─── Document text ───
Nonlinear simulations of energetic particle modes in tokamak plasmas with reversed magnetic shear

Abstract

Effects of energetic particles (EPs) on m/n = 3/1 magnetohydrodynamic (MHD) instabilities have been investigated via hybrid simulations for reversed magnetic shear configurations. The simulation results shown that a global instability, energetic particle modes (EPMs), can be excited by the strong energetic particle drive with the frequency lying into the Alfvén continuum. In the linear growth stage, EPs not only induce radial broadening of mode structures but also enhance toroidal mode coupling when EP beta is large enough. In the nonlinear saturation stage, the good flux surfaces are still kept over the entire plasma area in a long time evolution of EPMs. To clarify nonlinear saturation of the mode, effects of the energetic particle beta values, the width of the particle distribution, the beam energy and the initial pitch angle on the saturation amplitude of the EPMs are discussed in detail. Furthermore, MHD nonlinearity is found to reduce the saturation level of the EPM compared to linear MHD case, while the high-n harmonics have less impact.

1 Introduction

Multiple current layers are commonly discovered in various situations, such as the Earth’s magnetotail, the coronal helmet streamers in solar corona and fusion plasma devices [1,2,3,4]. Reversed magnetic shear configuration is a very attractive discharge configuration for the steady-state operation in advanced tokamaks [3, 4], because it is able to stabilize pressure driven ballooning modes and improve the plasma confinement, multiple current layers in the reversed magnetic shear can however cause a fast growing magnetohydrodynamic (MHD) instability, double tearing modes (DTMs) [5,6,7,8,9,10,11,12,13,14,15].
───
■ Complete the following
1 - In the plasma simulation paper, what instability can multiple current layers in a reversed magnetic shear configuration cause?
2 - Resume the plasma simulation paper after its last sentence and write the next few sentences of its introduction.
The lines after this point have no connection to the plasma simulation paper.
─── Extracted information ───
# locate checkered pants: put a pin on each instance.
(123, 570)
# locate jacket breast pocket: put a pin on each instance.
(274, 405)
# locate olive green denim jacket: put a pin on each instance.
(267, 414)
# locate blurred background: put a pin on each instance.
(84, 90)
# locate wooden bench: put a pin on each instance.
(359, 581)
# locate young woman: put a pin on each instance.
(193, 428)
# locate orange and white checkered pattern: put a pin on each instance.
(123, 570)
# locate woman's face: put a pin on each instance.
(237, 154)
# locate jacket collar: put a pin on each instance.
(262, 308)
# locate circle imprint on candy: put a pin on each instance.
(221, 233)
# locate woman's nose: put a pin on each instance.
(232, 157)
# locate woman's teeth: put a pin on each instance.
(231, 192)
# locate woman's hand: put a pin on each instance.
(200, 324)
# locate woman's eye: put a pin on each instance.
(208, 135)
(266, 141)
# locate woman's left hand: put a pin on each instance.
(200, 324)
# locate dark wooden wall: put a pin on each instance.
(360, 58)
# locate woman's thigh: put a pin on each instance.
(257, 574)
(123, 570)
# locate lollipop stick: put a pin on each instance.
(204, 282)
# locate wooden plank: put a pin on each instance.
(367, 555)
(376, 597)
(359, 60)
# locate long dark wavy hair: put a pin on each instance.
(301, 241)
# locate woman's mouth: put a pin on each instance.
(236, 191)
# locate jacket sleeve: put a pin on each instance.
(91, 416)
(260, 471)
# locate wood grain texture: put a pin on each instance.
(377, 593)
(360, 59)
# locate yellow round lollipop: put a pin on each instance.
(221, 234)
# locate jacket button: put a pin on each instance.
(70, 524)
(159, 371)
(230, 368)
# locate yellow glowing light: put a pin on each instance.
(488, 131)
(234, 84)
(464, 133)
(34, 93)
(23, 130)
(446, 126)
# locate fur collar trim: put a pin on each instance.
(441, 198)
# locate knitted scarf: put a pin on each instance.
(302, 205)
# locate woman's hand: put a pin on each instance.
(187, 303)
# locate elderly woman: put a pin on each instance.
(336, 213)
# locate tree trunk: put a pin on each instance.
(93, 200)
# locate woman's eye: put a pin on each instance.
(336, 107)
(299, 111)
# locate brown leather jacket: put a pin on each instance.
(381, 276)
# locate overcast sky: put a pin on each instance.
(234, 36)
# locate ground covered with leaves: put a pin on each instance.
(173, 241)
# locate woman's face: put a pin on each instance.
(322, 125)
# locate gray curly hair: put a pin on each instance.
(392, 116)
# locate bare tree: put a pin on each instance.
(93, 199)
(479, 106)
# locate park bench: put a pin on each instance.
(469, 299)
───
■ Responses
1 - Double tearing modes (DTMs), a fast-growing magnetohydrodynamic instability.

2 -
In previous works, the linear behavior of DTMs is investigated within the framework of MHDs. If the separation of the rational surfaces is sufficiently small, the growth rate is scaled as a function of plasma resistivity with \(\gamma \sim \eta^{{{1 \mathord{\left/ {\vphantom {1 3}} \right. \kern-0pt} 3}}}\) [5]. When the separation is large enough, the scaling of modes makes a transition to \(\gamma \sim \eta^{{{3 \mathord{\left/ {\vphantom {3 5}} \right. \kern-0pt} 5}}}\) and the mode structure becomes a form of standard tearing modes, but DTMs induce the enhancement of radial transports. Since its significant importance is not only on the fusion plasma but also space plasmas, in the last three decades, the basic characteristics of the DTMs have been studied widely. There are lots of researches on how to suppress double tearing modes, e.g. the equilibrium shear flow generated by the external neutral beam injection (NBI) has a stabilizing effect on the double tearing instability [8, 9]. In fact, the NBI not only drive the plasma flow but also produce the energetic particles (EPs) [16, 17]. It has been demonstrated analytically that EPs have a stabilizing effect on the DTM [18] with appropriate energetic particle beta \(\beta_{h}\). Furthermore, energetic particle mode (EPM) can be excited owing to resonance between bulk plasma and trapped energetic particles when \(\beta_{h}\) is larger than a critical value [18,19,20]. So far, the investigation of EPMs has been limited to the theoretical analysis and linear simulation [21, 22]. The role of nonlinear evolution of EPMs has not been considered in the reversed magnetic shear configuration.

In this paper, we concentrate on energetic particle induced EPMs for reversed magnetic shear, the linear and nonlinear behavior of the mode are investigated and compared with DTMs by the hybrid simulations in toroidal geometries. Effects of the energetic particle beta values, the width of the particle distribution, the beam energy and the initial pitch angle on the mode are also discussed. And MHD nonlinearity is also carried out, which compares to linear MHD cases. The simulation model used in the CLT-K code is given in Sect. 2, numerical results and summary are presented in Sect. 3 and 4, respectively.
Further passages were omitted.